◆ Set task:
Rewrite the items below, requests included, from the start of the items through the line containing "<point>272,220</point>", with both ends included. Move each answer point by adding 144 to both of its coordinates, and leave every other number unchanged.

[START OF Records for this exercise]

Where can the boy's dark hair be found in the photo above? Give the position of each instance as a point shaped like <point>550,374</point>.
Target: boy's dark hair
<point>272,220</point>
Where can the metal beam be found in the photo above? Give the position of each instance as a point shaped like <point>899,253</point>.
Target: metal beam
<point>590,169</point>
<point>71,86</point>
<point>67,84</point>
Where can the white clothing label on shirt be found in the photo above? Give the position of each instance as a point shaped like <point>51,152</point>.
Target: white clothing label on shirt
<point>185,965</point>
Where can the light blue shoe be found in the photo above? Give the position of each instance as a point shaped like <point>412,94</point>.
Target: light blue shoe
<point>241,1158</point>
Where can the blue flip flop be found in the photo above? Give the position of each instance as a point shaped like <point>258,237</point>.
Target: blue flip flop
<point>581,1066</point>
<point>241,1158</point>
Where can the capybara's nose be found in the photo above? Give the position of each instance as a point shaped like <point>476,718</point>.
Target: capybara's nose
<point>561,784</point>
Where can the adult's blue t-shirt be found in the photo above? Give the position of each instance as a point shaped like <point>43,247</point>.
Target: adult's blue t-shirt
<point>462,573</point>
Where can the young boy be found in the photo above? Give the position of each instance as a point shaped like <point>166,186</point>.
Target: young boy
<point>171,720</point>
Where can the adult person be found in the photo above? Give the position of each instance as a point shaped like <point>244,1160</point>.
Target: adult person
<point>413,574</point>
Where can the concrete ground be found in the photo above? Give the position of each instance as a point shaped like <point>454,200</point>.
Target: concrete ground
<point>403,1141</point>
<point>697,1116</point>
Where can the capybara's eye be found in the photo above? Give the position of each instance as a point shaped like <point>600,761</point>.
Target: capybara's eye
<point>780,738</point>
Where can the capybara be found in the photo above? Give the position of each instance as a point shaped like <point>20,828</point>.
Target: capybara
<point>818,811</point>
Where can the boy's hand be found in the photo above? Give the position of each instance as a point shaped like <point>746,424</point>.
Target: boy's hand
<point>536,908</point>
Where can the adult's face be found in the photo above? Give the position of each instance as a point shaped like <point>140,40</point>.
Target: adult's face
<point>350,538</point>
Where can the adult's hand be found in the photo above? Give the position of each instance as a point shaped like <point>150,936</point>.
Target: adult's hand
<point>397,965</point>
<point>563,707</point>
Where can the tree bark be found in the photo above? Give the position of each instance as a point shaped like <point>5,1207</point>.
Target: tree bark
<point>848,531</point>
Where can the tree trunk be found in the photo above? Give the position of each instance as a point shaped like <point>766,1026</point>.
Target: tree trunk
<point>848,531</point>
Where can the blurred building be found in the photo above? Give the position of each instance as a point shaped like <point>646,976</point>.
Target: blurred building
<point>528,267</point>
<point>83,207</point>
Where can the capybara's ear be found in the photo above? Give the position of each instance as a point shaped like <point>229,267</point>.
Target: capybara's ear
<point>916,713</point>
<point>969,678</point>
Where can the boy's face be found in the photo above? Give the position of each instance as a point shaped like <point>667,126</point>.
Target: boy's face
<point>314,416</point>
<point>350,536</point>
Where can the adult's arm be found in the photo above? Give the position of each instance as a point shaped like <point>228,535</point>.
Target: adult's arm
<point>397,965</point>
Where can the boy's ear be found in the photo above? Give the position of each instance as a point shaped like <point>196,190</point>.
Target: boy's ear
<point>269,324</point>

[END OF Records for this exercise]

◆ Result for this exercise:
Where can the boy's dark hair be found in the photo above? Give the position of each instance as a point shaped like <point>550,374</point>.
Target: boy's dark hair
<point>416,364</point>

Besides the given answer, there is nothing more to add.